* [WORK REQUIRED]
Answer these about the passage on finding rest:
(a) What does the passage say SELF is like?
(b) What does it compare the WORLD to?
(c) Which Bible reference is given for the saying "That which is highly esteemed among men is an abomination in the sight of God"?

---------- PASSAGE SHOWN ----------

If so, you want something to give you rest.
You look to SELF—it is but shifting sand, tossed
here and there with the restless tide, and ever
casting up mire and dirt. No holding ground; no
anchorage; no rest there.
You look to OTHERS—you see what man is, even
the very best of men in their best state—how fickle,
how unstable, how changing and changeable; how
weak even when willing to help; how more likely
to add to, than relieve your distress; if desirous
to sympathize with and comfort you in trouble and
sorrow, how short his arm to help, how unsatisfactory
his aid to relieve! You find no rest there.
You lean upon the WORLD—it is but a broken
reed which runs into your hand and pierces you.
You find no rest there.
So look where you will, there is no rest for the
sole of your foot.
But there is a rest. Our blessed Lord says, "Come to
Me, all of you who are weary and carry heavy burdens,
and I will give you rest." Matthew 11:28
That which is highly esteemed among men
"That which is highly esteemed among men is
an abomination in the sight of God." Luke 16:15
The pride,
the ambition,
the pleasures,
the amusements,
in which we see thousands and tens of thousands
engaged—and sailing down the stream into a dreadful
gulf of eternity—are all an abomination in the sight of
God.
Whereas, such things as . . .
faith,
hope,
love,
humility,
brokenness of heart,
tenderness of conscience,
contrition of spirit,
sorrow for sin,
self-loathing,
self-abasement,
looking to Jesus,
taking up the cross,
denying one's self,
walking in the strait and narrow path that leads to
eternal life—in a word, the power of godliness—these
things are despised by all—and by none so much as
mere heady professors who have a name to live while
dead.
"That which is highly esteemed among men is
an abomination in the sight of God." Luke 16:15
Invincibly and irresistibly drawn
As the Lord is pleased to enlighten
his mind, the Christian sees . . .
such a beauty,
such a blessedness,
such a heavenly sweetness,
such a divine loveliness,
such a fullness of surpassing grace,
such tender condescension,
such unwearied patience,
such infinite compassion,
in the Lord of life and glory—that he is as
if invincibly and irresistibly drawn by these
attractive influences to come to His feet to
learn of Him. So far as the Lord is pleased to
reveal Himself in some measure to his soul,
by the sweet glimpses and glances which he
thus obtains of His Person and countenance,
he is drawn to His blessed Majesty by cords
of love to look up unto Him and beg of Him
that He would drop His word with life and
power into his heart.

---------- STORED DATA ----------

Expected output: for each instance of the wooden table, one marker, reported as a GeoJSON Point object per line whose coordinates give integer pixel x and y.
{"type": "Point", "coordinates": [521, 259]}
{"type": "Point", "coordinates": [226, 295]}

----------

* [ANSWER BELOW]
(a) Shifting sand, tossed here and there with the restless tide and always casting up mire and dirt.
(b) A broken reed that runs into your hand and pierces you.
(c) Luke 16:15.